» TASK BRIEF
Repeat all of the material below word for word, line by line.

Records for identifying positions:
⟨
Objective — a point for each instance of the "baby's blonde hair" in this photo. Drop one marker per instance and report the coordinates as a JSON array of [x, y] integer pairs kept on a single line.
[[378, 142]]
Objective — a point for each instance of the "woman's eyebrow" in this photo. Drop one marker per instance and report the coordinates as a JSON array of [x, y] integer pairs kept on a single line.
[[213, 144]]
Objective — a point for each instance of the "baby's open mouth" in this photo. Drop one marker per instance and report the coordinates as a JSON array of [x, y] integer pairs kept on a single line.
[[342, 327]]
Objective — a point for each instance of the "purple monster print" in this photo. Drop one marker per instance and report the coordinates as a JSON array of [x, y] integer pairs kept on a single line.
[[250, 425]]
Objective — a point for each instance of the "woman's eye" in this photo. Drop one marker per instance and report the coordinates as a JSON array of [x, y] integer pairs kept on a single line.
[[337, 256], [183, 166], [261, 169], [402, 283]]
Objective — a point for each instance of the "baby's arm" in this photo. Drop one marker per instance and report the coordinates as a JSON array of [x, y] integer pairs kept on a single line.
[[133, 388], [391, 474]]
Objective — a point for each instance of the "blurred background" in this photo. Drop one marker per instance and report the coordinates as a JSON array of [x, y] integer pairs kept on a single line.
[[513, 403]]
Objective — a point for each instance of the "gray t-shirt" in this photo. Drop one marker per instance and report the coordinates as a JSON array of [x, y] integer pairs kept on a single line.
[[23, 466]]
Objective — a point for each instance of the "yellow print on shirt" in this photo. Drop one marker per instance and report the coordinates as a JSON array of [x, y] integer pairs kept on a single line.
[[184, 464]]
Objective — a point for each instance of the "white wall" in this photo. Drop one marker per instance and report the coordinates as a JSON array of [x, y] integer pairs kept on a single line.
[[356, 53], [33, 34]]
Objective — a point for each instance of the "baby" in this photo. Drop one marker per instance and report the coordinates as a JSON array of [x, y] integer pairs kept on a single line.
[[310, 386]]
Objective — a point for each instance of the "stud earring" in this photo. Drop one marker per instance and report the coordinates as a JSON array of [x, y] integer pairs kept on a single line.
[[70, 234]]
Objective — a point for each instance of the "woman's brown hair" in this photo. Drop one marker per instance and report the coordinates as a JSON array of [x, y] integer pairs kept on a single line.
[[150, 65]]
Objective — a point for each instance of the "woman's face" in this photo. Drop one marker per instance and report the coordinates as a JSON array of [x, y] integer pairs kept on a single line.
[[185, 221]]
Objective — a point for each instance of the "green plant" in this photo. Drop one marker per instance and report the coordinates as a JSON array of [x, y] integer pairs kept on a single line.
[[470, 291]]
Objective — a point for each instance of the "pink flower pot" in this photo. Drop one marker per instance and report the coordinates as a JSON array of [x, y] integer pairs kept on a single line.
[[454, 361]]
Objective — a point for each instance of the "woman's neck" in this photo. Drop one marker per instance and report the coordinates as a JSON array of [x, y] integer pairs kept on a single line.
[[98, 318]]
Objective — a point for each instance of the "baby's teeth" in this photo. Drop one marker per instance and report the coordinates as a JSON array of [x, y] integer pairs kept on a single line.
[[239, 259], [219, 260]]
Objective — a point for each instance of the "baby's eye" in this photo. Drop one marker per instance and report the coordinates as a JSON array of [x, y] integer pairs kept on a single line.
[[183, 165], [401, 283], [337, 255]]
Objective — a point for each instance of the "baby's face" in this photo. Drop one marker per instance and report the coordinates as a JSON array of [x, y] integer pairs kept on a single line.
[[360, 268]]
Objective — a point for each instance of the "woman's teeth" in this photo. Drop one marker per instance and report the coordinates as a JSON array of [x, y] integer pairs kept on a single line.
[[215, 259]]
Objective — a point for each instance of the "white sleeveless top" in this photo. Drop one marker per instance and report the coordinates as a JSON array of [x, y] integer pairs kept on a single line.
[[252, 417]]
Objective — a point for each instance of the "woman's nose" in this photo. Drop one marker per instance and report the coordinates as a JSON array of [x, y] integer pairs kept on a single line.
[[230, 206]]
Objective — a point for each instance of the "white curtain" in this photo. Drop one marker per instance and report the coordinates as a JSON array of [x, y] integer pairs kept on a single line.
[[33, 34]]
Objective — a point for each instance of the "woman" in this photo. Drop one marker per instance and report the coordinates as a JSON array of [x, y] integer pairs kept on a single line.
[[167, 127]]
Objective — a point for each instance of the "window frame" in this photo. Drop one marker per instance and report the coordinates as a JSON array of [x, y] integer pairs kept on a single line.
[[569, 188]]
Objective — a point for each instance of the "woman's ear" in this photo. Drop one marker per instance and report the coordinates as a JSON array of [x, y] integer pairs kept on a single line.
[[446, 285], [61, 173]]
⟩
» COMPLETE OUTPUT
Objective — a point for each instance of the "baby's blonde hair" in this photo. Drop one marker per instance and report the coordinates as a JSON array of [x, y] integer pairs kept on a single line.
[[378, 142]]
Objective — a point for each instance of the "woman's eyebrow" in this photo. Drop one marker per instance and report the coordinates as a JSON array of [x, y] integer pairs kept on a single line.
[[213, 144]]
Objective — a point for each instance of the "baby's open mouth" in this photo. Drop one marker per instance and report the coordinates as a JSON array of [x, y] integer pairs kept on a single line.
[[342, 327]]
Objective — a point for each instance of the "purple monster print" in this photo. Drop one marker per instance and report the coordinates as a JSON array of [x, y] integer pairs kept on a single line.
[[250, 425]]
Objective — a point for each instance of the "woman's eye" in this photo. Drop one marker per instance and report the coordinates as a JSON array of [x, y] integer pairs kept on a single line.
[[337, 256], [183, 166], [261, 169], [402, 283]]
Objective — a point for each instance of the "baby's arm" in this photo. Drop one marker per instance and report the coordinates as a JSON array of [x, y] integer pairs kept on a single line.
[[133, 388], [391, 474]]
Objective — a point for each instance of the "blurred background" in this photo. Drop one marker per instance and report the coordinates as a JSON array of [x, y] integer pairs kept on a single line.
[[513, 403]]
Objective — a point for each instance of the "gray t-shirt" in this photo. Drop one marker per instance and report the coordinates as a JSON array of [x, y] integer pairs kept on a single line.
[[23, 466]]
Objective — a point for each instance of the "yellow print on shirt" in this photo. Drop one marker per instance and report the coordinates as a JSON array of [x, y] integer pairs kept on a single line.
[[184, 464]]
Objective — a point for each instance of the "white wall" in this photo. Drop one marker per instance and report the coordinates as a JSON array of [x, y] integer pairs kept on a single line.
[[356, 53], [33, 34]]
Objective — a point for each instance of the "baby" in this photo. Drop one marker per instance and report the coordinates as a JSON array of [x, y] integer pairs kept on a single line.
[[310, 386]]
Objective — a point for each instance of the "stud earring" in this photo. Drop one marker per instance and report the coordinates as a JSON array of [x, y] integer pairs kept on a single line.
[[70, 234]]
Objective — a point for each instance of the "woman's brown hair" in this photo. Drop one marker per instance and report the coordinates as a JSON array of [x, y] integer pairs kept on a single line.
[[150, 65]]
Objective — a point for each instance of the "woman's face" in this photo. Drop one marker per instance and report the coordinates as a JSON array of [x, y] integer pairs kept on a single line.
[[185, 221]]
Objective — a point for each instance of the "green plant" in this photo. Drop one marker per instance and report the coordinates as a JSON array of [x, y] integer pairs kept on a single line.
[[470, 291]]
Objective — a point for each instance of the "pink flower pot" in this photo. Drop one marker per instance and report the coordinates as a JSON array of [x, y] integer pairs kept on a single line.
[[454, 361]]
Objective — a point for each instance of the "woman's neck" in this photo. Drop one marker per instance and report the coordinates as a JSON array of [x, y] integer pairs kept on a single line.
[[98, 318]]
Objective — a point for each instance of the "baby's teeth" in this photo. Drop one marker per instance and report the coordinates as a JSON array of [x, y] integer pairs kept on a single line.
[[239, 259], [219, 260]]
Objective — a point for each instance of the "baby's eye" in this photo. Drop one marker per instance and report the coordinates as a JSON array of [x, y] integer pairs kept on a single line.
[[183, 165], [401, 283], [337, 255]]
Objective — a point for each instance of the "baby's face" in this photo. Drop one marker per instance and report the coordinates as a JSON array of [x, y] integer pairs kept on a single line.
[[360, 268]]
Objective — a point for each instance of the "woman's teeth" in this photo. Drop one marker per instance and report the coordinates as a JSON array of [x, y] integer pairs kept on a single line.
[[215, 259]]
Objective — a point for each instance of the "white sleeveless top" in this photo. Drop one marker per instance and report the coordinates as a JSON array of [x, y] integer pairs kept on a single line.
[[252, 417]]
Objective — a point for each instance of the "woman's nose" in this photo. Drop one marker per instance and report the coordinates as a JSON array of [x, y] integer pairs kept on a single line.
[[230, 206]]
Objective — a point for each instance of the "white curtain" in this photo. Drop one marker per instance and report the coordinates as a JSON array of [x, y] integer pairs kept on a single line.
[[33, 34]]
Objective — a point for each instance of the "woman" in this photo. Drop one marker per instance and report the coordinates as a JSON array of [x, y] integer pairs kept on a single line.
[[167, 127]]
Objective — a point for each instance of the "window frame" in this photo. Drop one marker per instance and report the coordinates as a JSON array of [x, y] integer pairs kept on a single line.
[[569, 188]]
Objective — a point for each instance of the "woman's ear" in this photo. Drop one marker per instance and report the coordinates as a JSON array of [x, y] integer pairs kept on a single line.
[[446, 285], [61, 173]]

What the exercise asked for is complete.